### Required work:
Tell me how many lines of the entries below include the string "Target", and give only the number.

### Given data:
· · · · · · ·
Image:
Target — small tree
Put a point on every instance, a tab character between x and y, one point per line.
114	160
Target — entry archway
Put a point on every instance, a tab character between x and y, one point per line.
· · · · · · ·
### Your solution:
2